TASK TO CARRY OUT
Copy the lines of the listing below word for word, starting at the line containing "[region] hiking trail sign" and ending at the final line of the listing. Leave out the picture lines.
--- Start ENTRIES PROVIDED ---
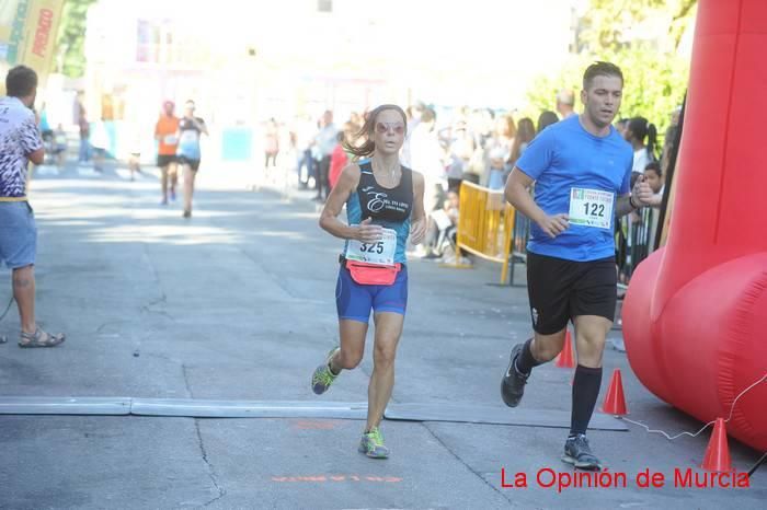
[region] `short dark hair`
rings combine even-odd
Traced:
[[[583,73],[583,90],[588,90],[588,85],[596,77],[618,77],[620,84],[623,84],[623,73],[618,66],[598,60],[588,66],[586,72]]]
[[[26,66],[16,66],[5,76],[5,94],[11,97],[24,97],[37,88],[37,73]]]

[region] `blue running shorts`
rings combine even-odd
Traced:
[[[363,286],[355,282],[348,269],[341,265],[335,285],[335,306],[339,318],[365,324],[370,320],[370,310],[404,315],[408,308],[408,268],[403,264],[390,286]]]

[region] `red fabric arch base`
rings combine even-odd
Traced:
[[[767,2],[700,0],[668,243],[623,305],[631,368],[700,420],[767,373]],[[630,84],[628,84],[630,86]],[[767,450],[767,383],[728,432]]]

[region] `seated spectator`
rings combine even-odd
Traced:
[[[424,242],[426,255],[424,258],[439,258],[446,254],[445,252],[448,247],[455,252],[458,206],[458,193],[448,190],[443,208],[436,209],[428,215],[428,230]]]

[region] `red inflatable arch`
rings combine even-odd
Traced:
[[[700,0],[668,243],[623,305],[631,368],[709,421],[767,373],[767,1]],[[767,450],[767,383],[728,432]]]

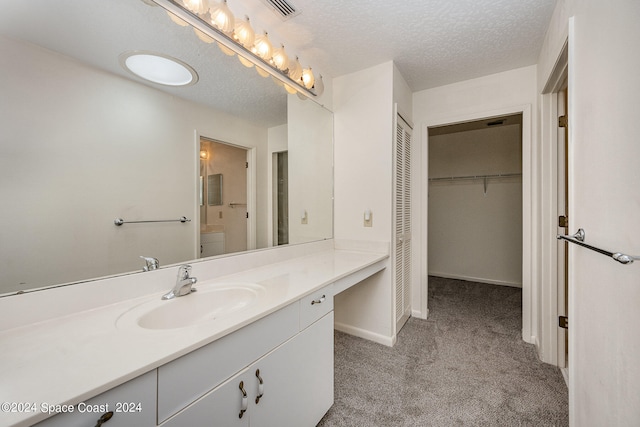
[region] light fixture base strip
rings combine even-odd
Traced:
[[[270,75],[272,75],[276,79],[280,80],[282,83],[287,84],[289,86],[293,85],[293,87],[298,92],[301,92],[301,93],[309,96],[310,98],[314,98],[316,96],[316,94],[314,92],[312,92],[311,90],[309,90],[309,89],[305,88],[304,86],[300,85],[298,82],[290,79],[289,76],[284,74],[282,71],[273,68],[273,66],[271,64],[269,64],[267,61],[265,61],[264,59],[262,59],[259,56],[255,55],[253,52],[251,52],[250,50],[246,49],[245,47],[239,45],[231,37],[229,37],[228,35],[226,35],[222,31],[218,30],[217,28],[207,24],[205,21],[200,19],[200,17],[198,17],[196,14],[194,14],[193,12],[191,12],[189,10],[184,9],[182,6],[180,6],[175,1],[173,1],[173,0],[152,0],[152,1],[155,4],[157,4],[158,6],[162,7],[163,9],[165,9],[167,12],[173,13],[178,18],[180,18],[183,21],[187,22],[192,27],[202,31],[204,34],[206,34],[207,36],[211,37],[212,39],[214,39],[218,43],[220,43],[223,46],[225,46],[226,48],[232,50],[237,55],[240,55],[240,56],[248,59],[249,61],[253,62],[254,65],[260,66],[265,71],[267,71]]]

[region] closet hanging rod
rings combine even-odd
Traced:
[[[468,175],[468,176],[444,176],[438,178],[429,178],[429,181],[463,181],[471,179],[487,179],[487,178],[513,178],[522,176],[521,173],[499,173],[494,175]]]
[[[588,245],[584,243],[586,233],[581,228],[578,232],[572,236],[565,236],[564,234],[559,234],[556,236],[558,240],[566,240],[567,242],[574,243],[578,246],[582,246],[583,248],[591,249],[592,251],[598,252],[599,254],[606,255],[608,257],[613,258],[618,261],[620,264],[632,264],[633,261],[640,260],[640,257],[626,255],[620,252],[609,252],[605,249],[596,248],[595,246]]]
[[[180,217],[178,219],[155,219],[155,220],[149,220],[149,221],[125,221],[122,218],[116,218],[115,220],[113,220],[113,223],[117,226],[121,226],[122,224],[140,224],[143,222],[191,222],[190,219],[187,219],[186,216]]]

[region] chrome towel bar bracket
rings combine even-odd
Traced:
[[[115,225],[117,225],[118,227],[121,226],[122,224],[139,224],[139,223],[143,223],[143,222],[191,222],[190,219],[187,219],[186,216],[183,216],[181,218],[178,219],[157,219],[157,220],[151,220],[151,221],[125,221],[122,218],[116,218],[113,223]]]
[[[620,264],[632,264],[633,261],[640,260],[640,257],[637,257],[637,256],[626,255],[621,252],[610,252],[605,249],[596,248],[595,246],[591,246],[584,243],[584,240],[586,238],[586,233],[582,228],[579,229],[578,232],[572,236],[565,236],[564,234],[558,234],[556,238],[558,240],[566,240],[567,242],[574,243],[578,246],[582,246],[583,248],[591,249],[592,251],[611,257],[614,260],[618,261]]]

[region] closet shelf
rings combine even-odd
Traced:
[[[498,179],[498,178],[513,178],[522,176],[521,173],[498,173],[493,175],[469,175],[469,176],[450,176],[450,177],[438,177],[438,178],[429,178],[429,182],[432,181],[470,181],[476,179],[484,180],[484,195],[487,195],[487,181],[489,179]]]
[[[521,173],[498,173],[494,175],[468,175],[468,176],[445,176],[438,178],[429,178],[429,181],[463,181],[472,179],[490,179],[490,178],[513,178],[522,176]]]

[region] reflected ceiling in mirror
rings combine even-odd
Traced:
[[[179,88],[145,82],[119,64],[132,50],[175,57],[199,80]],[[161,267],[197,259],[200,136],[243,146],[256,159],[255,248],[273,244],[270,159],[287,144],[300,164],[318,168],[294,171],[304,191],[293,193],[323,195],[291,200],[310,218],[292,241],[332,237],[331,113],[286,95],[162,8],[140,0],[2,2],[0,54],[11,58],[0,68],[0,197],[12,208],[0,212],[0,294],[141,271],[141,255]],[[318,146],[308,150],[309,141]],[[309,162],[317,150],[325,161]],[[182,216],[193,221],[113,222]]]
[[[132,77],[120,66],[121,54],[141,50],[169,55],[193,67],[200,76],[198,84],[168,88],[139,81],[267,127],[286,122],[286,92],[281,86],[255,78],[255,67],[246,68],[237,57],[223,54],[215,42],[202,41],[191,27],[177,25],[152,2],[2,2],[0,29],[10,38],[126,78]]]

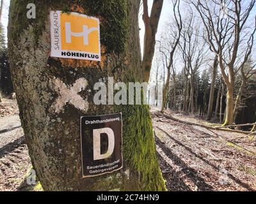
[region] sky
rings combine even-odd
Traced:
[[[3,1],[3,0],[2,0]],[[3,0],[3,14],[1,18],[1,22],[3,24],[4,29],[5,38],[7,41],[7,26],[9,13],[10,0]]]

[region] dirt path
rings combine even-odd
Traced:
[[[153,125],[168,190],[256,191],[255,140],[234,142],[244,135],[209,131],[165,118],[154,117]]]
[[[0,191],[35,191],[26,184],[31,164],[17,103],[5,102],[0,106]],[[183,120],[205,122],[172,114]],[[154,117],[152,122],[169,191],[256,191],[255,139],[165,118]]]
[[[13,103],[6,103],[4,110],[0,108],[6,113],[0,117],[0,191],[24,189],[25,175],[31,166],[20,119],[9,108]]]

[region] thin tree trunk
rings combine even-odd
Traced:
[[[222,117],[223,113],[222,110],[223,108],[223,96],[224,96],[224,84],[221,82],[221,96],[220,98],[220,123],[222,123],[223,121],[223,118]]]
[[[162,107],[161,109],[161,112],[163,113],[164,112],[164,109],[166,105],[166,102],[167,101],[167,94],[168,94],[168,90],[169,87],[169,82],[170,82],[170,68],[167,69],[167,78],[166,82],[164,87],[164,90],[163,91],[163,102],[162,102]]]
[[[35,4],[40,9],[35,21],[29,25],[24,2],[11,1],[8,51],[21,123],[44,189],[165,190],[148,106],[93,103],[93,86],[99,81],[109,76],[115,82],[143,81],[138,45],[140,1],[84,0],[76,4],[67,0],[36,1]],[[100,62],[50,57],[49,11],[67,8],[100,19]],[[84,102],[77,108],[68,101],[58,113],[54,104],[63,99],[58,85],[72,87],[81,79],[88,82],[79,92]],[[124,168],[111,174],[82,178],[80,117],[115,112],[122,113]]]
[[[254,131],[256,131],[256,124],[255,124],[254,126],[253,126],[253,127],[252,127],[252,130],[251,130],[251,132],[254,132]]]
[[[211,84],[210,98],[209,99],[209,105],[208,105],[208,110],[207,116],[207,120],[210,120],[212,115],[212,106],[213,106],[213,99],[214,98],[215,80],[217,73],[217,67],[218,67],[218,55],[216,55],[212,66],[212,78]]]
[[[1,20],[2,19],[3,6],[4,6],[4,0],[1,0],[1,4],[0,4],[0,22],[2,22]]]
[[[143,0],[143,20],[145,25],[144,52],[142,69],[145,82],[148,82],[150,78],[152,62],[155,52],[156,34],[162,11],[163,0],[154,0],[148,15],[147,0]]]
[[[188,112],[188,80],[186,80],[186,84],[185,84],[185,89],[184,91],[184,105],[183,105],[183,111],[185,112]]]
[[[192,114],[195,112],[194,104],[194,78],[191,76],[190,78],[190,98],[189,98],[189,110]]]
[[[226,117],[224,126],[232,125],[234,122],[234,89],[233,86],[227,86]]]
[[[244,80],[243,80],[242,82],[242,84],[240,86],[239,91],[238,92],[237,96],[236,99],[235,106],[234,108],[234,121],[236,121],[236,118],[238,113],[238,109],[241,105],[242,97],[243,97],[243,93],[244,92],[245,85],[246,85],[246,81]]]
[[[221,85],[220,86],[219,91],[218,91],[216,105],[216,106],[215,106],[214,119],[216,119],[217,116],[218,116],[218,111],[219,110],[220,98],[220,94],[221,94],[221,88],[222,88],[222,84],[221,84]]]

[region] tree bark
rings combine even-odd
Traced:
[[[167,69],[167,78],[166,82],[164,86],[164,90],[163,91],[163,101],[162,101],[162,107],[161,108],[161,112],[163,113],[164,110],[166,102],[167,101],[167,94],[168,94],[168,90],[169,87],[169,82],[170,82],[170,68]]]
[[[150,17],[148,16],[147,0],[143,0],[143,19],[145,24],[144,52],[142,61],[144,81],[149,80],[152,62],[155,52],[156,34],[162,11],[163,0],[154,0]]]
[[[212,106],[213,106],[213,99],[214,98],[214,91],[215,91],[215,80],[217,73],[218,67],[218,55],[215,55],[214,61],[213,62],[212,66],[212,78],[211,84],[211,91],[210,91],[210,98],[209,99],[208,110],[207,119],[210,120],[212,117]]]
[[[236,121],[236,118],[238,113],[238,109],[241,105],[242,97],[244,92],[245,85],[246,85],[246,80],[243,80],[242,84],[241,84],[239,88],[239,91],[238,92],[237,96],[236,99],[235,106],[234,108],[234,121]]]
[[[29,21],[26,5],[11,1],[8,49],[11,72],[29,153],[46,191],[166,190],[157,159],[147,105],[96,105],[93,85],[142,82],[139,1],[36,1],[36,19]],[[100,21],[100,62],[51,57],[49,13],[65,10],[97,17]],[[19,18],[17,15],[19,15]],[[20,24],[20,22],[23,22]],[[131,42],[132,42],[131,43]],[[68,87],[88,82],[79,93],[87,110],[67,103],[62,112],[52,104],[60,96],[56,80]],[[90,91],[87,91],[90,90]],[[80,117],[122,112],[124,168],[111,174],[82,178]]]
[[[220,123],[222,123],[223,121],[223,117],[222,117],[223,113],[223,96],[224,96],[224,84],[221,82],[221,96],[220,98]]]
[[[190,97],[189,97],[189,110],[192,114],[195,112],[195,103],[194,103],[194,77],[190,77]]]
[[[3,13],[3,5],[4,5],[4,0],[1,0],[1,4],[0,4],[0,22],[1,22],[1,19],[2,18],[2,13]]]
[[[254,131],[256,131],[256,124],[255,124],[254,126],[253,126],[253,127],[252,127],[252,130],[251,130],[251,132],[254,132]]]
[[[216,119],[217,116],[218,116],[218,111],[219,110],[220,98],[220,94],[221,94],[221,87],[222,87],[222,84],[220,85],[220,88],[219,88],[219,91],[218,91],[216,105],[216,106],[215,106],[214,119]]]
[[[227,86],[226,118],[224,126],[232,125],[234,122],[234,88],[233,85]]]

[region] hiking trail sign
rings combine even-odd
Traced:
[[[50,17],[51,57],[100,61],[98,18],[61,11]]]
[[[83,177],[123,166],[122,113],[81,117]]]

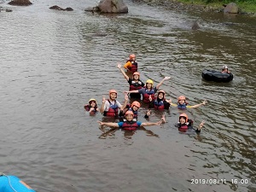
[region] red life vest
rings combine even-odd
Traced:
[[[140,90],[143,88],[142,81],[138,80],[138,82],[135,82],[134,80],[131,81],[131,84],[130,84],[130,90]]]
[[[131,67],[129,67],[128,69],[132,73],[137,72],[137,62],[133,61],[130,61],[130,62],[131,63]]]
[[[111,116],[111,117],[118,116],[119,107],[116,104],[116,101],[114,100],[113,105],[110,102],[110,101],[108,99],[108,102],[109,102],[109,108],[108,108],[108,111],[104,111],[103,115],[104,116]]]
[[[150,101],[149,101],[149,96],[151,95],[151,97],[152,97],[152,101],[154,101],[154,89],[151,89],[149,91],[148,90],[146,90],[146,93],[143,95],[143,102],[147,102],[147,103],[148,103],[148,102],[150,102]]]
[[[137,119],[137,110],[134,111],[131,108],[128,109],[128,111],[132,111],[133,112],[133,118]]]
--- End ENTRIES PROVIDED ---
OUTPUT FOR THIS TASK
[region] hiking trail sign
rings combine even-odd
Traced:
[[[50,17],[51,57],[100,61],[98,18],[61,11]]]
[[[83,177],[123,166],[122,113],[81,117]]]

[region] red life vest
rings combine even-odd
Traced:
[[[140,90],[143,88],[142,81],[138,80],[138,82],[135,82],[134,80],[131,81],[131,84],[130,84],[130,90]]]
[[[131,67],[129,67],[128,69],[132,73],[137,72],[137,62],[133,61],[130,61],[130,62],[131,63]]]
[[[111,116],[111,117],[118,116],[119,107],[116,104],[116,101],[114,100],[113,105],[110,102],[110,101],[108,99],[108,102],[109,102],[109,108],[108,108],[108,111],[104,111],[103,115],[104,116]]]
[[[150,101],[149,101],[149,96],[151,95],[151,97],[152,97],[152,101],[154,101],[154,89],[151,89],[149,91],[148,90],[146,90],[146,93],[143,95],[143,102],[147,102],[147,103],[148,103],[148,102],[150,102]]]
[[[137,119],[137,110],[134,111],[131,108],[128,109],[128,111],[132,111],[133,112],[133,118]]]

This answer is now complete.